» What you will do:
All of the data below should be repeated exactly. Pictures should not be included.

Recorded data
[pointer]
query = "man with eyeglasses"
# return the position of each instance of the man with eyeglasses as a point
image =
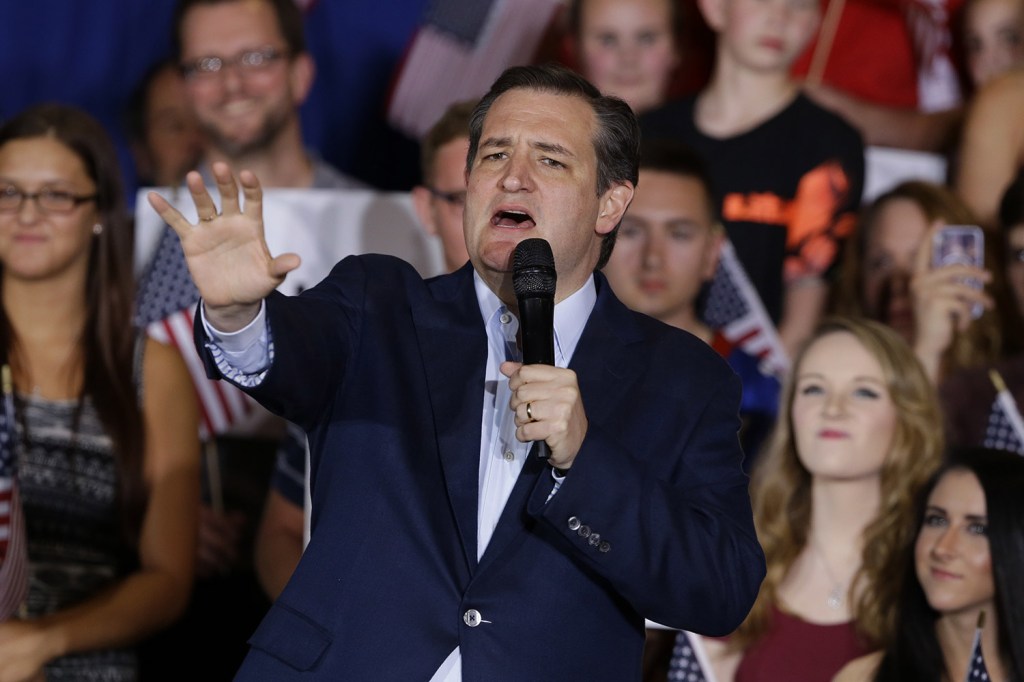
(438, 202)
(247, 72)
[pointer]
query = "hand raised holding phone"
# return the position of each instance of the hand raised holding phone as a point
(947, 289)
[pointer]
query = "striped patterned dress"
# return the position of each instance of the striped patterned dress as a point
(68, 481)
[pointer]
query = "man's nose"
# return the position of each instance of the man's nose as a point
(653, 251)
(516, 176)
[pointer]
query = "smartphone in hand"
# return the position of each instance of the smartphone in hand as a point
(961, 245)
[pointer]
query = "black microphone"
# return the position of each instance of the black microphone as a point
(534, 281)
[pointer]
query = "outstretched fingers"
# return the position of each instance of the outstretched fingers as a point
(226, 187)
(253, 194)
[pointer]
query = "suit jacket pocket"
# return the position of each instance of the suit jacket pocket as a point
(291, 637)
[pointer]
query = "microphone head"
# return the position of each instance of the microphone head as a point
(534, 268)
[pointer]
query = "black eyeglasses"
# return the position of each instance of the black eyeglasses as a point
(454, 198)
(48, 201)
(248, 61)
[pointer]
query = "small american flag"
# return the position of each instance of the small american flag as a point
(167, 299)
(13, 545)
(976, 671)
(1006, 428)
(685, 663)
(734, 308)
(463, 46)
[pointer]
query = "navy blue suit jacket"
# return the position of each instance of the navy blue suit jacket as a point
(385, 372)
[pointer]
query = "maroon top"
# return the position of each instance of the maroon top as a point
(796, 649)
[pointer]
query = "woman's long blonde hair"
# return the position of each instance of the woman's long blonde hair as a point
(780, 487)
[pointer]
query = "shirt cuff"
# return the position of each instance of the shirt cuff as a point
(243, 356)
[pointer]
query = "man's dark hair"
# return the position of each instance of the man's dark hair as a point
(288, 13)
(671, 156)
(616, 142)
(453, 125)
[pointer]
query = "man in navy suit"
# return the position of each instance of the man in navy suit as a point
(441, 548)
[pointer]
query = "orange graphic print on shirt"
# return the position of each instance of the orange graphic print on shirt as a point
(813, 219)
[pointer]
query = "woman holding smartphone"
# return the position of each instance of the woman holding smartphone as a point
(890, 274)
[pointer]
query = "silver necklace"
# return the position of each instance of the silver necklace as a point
(838, 592)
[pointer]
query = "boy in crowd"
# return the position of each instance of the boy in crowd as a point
(788, 173)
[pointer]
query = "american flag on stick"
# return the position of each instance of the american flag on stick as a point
(13, 544)
(459, 50)
(167, 300)
(1006, 428)
(976, 671)
(735, 309)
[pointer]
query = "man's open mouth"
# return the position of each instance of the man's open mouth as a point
(513, 219)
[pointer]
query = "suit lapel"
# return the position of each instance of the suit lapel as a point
(454, 348)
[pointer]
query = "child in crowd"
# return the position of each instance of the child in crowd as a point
(666, 254)
(788, 173)
(993, 38)
(627, 48)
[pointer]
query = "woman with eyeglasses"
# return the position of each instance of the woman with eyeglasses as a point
(968, 558)
(100, 422)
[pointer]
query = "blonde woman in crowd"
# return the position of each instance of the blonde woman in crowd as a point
(855, 441)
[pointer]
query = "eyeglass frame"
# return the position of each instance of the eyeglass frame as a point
(457, 199)
(268, 53)
(76, 200)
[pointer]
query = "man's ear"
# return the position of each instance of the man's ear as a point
(614, 201)
(301, 72)
(714, 13)
(714, 253)
(421, 203)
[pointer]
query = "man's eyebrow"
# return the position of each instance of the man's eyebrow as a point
(497, 141)
(553, 147)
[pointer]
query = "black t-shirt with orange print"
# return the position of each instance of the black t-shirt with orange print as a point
(788, 188)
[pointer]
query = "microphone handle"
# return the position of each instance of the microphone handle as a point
(538, 317)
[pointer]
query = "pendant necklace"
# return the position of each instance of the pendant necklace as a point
(837, 593)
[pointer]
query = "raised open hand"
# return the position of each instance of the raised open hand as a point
(226, 252)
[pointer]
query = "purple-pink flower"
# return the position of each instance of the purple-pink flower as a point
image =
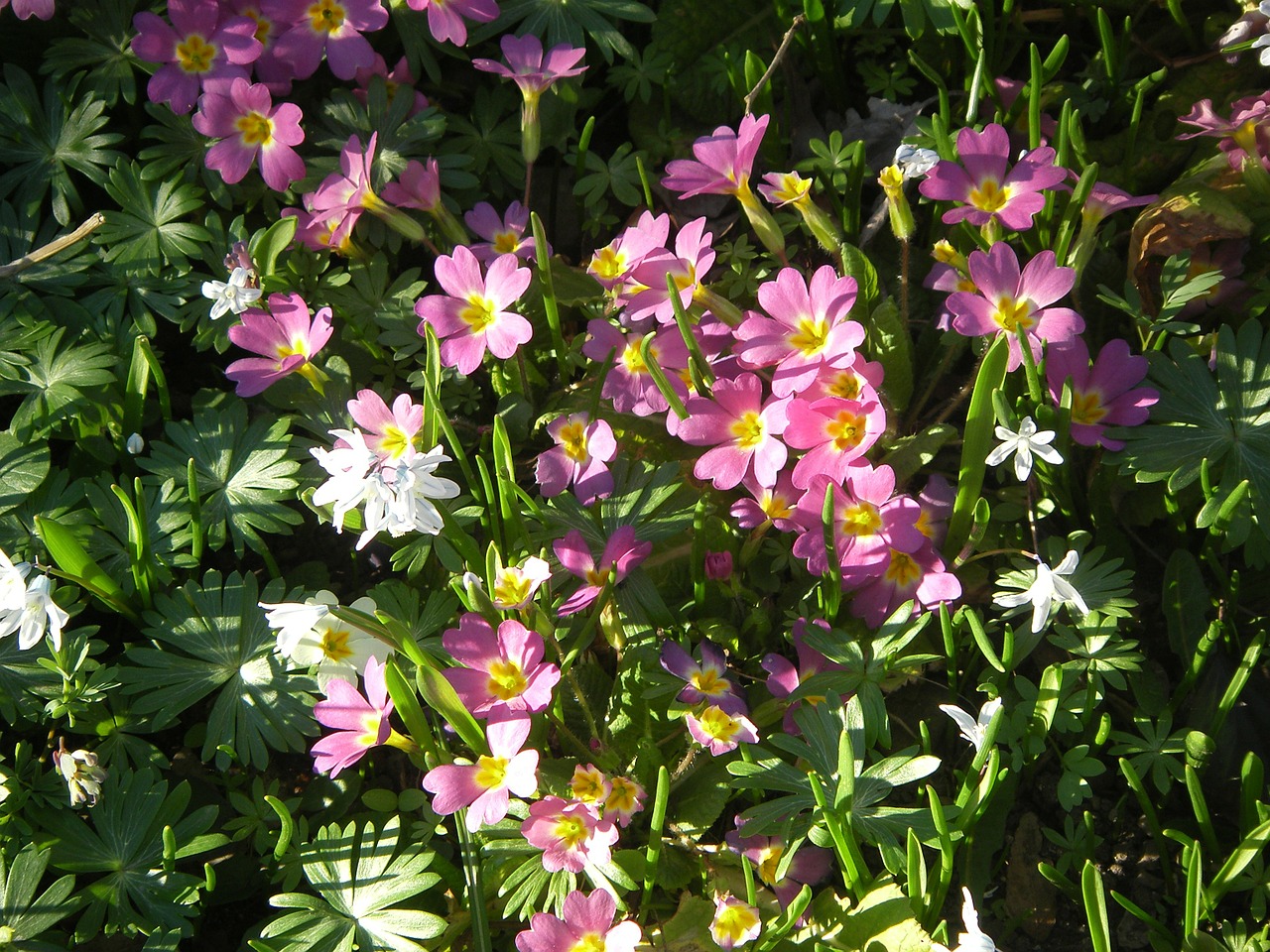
(471, 316)
(486, 785)
(585, 924)
(1008, 299)
(286, 339)
(503, 671)
(1102, 395)
(250, 127)
(985, 185)
(200, 48)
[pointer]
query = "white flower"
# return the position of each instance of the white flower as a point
(974, 730)
(231, 295)
(1048, 588)
(1023, 444)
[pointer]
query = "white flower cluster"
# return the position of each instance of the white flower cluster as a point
(28, 607)
(395, 495)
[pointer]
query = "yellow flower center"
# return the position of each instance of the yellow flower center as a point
(572, 440)
(194, 54)
(811, 335)
(989, 195)
(490, 771)
(748, 430)
(254, 128)
(325, 16)
(506, 680)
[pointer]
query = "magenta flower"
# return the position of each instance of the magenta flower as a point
(620, 556)
(587, 925)
(808, 329)
(250, 127)
(1007, 299)
(486, 785)
(579, 458)
(1103, 395)
(361, 722)
(286, 340)
(722, 163)
(532, 71)
(503, 673)
(330, 27)
(570, 833)
(706, 679)
(195, 50)
(504, 235)
(471, 316)
(984, 186)
(390, 434)
(445, 17)
(743, 430)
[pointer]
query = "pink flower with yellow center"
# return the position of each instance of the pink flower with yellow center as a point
(808, 330)
(249, 128)
(984, 184)
(486, 785)
(200, 46)
(503, 671)
(471, 316)
(286, 340)
(743, 430)
(1010, 301)
(570, 833)
(1102, 395)
(719, 731)
(579, 457)
(584, 924)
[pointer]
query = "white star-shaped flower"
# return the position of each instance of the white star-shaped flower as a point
(1024, 444)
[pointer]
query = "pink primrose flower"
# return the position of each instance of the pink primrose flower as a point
(722, 162)
(719, 731)
(984, 186)
(503, 235)
(532, 71)
(503, 673)
(570, 833)
(399, 80)
(583, 447)
(1007, 299)
(587, 925)
(706, 679)
(418, 186)
(198, 50)
(620, 556)
(835, 433)
(359, 722)
(743, 430)
(1102, 395)
(284, 336)
(330, 27)
(390, 434)
(867, 522)
(1246, 134)
(471, 316)
(629, 384)
(486, 785)
(808, 329)
(445, 17)
(250, 127)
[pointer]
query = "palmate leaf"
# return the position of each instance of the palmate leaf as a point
(44, 140)
(244, 471)
(361, 876)
(1222, 419)
(125, 841)
(213, 635)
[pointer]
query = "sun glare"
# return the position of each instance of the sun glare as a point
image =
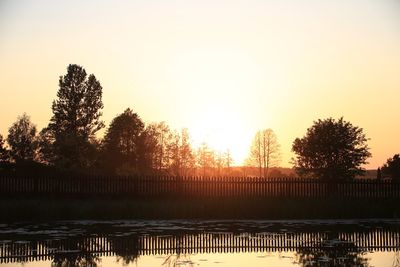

» Result:
[pointer]
query = "man with eyeglasses"
# return the position of each instance of the man with eyeglasses as a point
image =
(438, 202)
(247, 72)
[pointer]
query = "hand raised holding phone"
# return the position of each instance of the hand raised holding phone as a point
(947, 289)
[pointer]
query = "striped patterned dress"
# return the position of each instance of the striped patterned dress as a point
(68, 481)
[pointer]
query = "man's nose"
# return the position of each instance of the man's nose as a point
(653, 251)
(516, 176)
[pointer]
query = "smartphone in hand"
# return the position of each instance of the smartphone in hand as a point
(961, 245)
[pointer]
query = "black microphone"
# return the position of each instance of the black microphone as a point
(534, 281)
[pointer]
query = "outstretched fingers"
# return the position of each instance of the outstretched fingers as a point
(226, 187)
(253, 194)
[pointer]
query = "suit jacket pocket"
# return the position of each instance of the suit jacket pocket as a point
(291, 637)
[pointer]
query = "microphone head"
# return the position of each instance of the microphone head as a point
(534, 268)
[pointer]
query = "black eyeglasses"
# return the position of each instance of the black eyeglasses as a point
(454, 198)
(48, 201)
(248, 61)
[pointer]
query = "small american flag"
# return the position of each instance of the small american flag as a point
(167, 299)
(13, 545)
(976, 671)
(1006, 428)
(685, 663)
(734, 308)
(463, 46)
[pointer]
query = "navy blue suit jacket"
# return the position of each instance of the navy blue suit jacket as a point
(385, 372)
[pointer]
query = "maroon top"
# return the position of each instance of the maroon top as a point
(796, 649)
[pointer]
query = "woman's long blonde hair"
# return the position of each instance of the woman's long blonde hair as a point
(780, 487)
[pointer]
query = "shirt cuff"
# return the position of each instance of the shirt cuff as a point
(243, 356)
[pointer]
query = "man's dark hair"
# return the position of each instance of the man's dark hair as a point
(288, 13)
(671, 156)
(616, 142)
(453, 125)
[pointer]
query = "man in navy suit"
# return the position of each instance of the man in navy suit as a point
(441, 548)
[pointer]
query = "orange graphic print on shirt"
# return the position of each instance of the orange graphic print on shirt as a point
(813, 219)
[pointer]
query = "woman holding smartphone"
# return the position of each instance of the woman holding smartphone as a point
(890, 274)
[pointer]
query = "silver necklace"
# return the position of each instance of the silver necklace as a point
(838, 592)
[pointer]
query = "boy in crowd"
# return the position of each instance of the boy in crowd as a point
(788, 173)
[pointer]
query = "american flag on stick"
# return the position of each instance of the american flag on stick as a point
(13, 544)
(459, 50)
(167, 300)
(1006, 428)
(976, 671)
(735, 309)
[pointer]
query = "man's open mouth"
# return the position of each instance of the man's open mouth as a point
(513, 219)
[pointer]
query = "suit lapel"
# return the position of each instance of the suit lapel as a point
(454, 348)
[pointer]
query = "child in crowd"
# return the position of each instance of the child in crowd as a point
(666, 254)
(788, 173)
(993, 38)
(627, 48)
[pointer]
query = "woman with eyeglasses"
# return the position of each instance of the woman with eyeglasses as a point
(968, 558)
(100, 422)
[pointer]
query = "blonde woman in crowd"
# return the position of each instance of the blonde woman in crowd as a point
(855, 441)
[pointer]
query = "eyeglass frame"
# return the position of each instance of the eyeglass frame as a point
(457, 199)
(268, 53)
(76, 200)
[pointer]
query = "man's ear"
# return the position of each instance of the man's ear as a point
(614, 201)
(301, 72)
(714, 13)
(714, 253)
(421, 203)
[pointer]
query = "man's eyebrow"
# return the position of each instance of the man's eyebrow as a point
(497, 141)
(553, 147)
[pointer]
query = "black t-shirt with orange print"
# return the position of each instance of the black t-shirt with orange print as a point
(788, 188)
[pointer]
query = "microphone handle"
# return the position of each instance of the microphone handle as a point
(538, 317)
[pointer]
query = "pendant necklace"
# return the position of each instance of the pendant necklace as a point
(837, 593)
[pointer]
query = "raised open hand"
# return the position of each instance of the raised open hand as a point
(226, 252)
[pointer]
query = "purple-pink flower"
# return the position of each instance of the purple-pink flower as a point
image =
(471, 316)
(486, 785)
(585, 924)
(1008, 299)
(286, 339)
(503, 671)
(1102, 395)
(250, 127)
(985, 185)
(200, 48)
[pointer]
query = "white flower"
# return the position of each instance of the white flower as a point
(974, 730)
(231, 295)
(1048, 588)
(1023, 444)
[pointer]
query = "white flower cluster"
# return the position of each instance of the white flower cluster as a point
(28, 607)
(395, 495)
[pointer]
query = "yellow flower center"
# return the position of each instance of the yellow flower center as a point
(572, 440)
(194, 54)
(811, 335)
(989, 195)
(490, 771)
(748, 430)
(254, 128)
(325, 16)
(506, 680)
[pointer]
query = "magenta flower"
# return the position of each instance of the magenta flower as a point
(620, 556)
(587, 925)
(808, 329)
(250, 127)
(1007, 299)
(486, 785)
(579, 458)
(1103, 395)
(361, 722)
(286, 340)
(722, 163)
(532, 71)
(503, 673)
(330, 27)
(570, 833)
(706, 679)
(195, 50)
(504, 235)
(471, 316)
(984, 186)
(390, 434)
(445, 17)
(743, 430)
[pointer]
query = "pink flower with yellow center"
# return the position of each instance of the pink flower with yellow center as a point
(808, 330)
(249, 128)
(984, 184)
(486, 785)
(200, 46)
(503, 671)
(471, 316)
(286, 340)
(743, 430)
(1010, 301)
(570, 833)
(1102, 395)
(719, 731)
(579, 457)
(584, 924)
[pointer]
query = "white star-shaped flower"
# return the position of each instance of the white star-shaped flower as a point
(1024, 444)
[pointer]
query = "pink primrose flower"
# return the position of each instance of the pink primrose flower as a point
(722, 162)
(719, 731)
(984, 186)
(503, 235)
(532, 71)
(503, 673)
(570, 833)
(399, 80)
(583, 447)
(1007, 299)
(587, 925)
(706, 679)
(418, 186)
(198, 50)
(620, 556)
(835, 433)
(359, 722)
(743, 430)
(1102, 395)
(284, 336)
(330, 27)
(390, 434)
(867, 522)
(1246, 134)
(471, 316)
(629, 384)
(486, 785)
(808, 329)
(445, 17)
(250, 127)
[pointer]
query = "palmate leaf"
# return the position of each instance of the palmate leaf as a point
(44, 140)
(244, 471)
(361, 876)
(1222, 419)
(125, 841)
(213, 635)
[pointer]
query = "sun glare"
# return the position of each instance of the sun glare as a point
image =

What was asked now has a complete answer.